**GIVEN REQUEST:** Count the lines in the listing below that contain the string "lookup". Reply with only the number.

**RECORD LIST:**
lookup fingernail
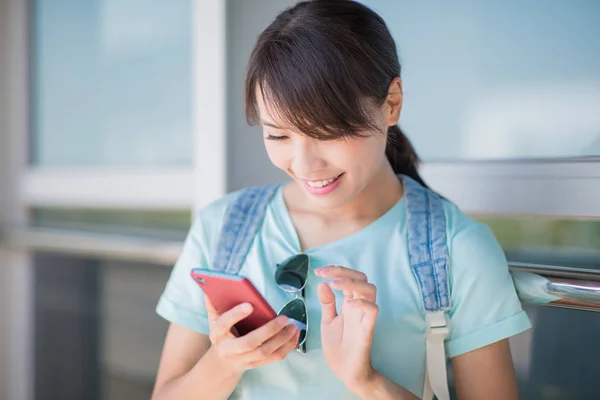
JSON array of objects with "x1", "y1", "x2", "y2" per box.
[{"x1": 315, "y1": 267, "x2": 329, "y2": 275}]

--

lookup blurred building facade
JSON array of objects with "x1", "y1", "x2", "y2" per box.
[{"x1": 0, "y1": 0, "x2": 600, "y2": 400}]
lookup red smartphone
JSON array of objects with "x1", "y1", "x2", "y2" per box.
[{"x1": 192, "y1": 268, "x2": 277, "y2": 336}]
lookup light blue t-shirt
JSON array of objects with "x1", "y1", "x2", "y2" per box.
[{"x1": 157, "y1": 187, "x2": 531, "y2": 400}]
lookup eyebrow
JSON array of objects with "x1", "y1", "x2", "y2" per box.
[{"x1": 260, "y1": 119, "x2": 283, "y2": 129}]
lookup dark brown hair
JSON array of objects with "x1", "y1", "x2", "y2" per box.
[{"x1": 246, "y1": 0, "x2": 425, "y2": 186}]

**FINAL RESULT:** 6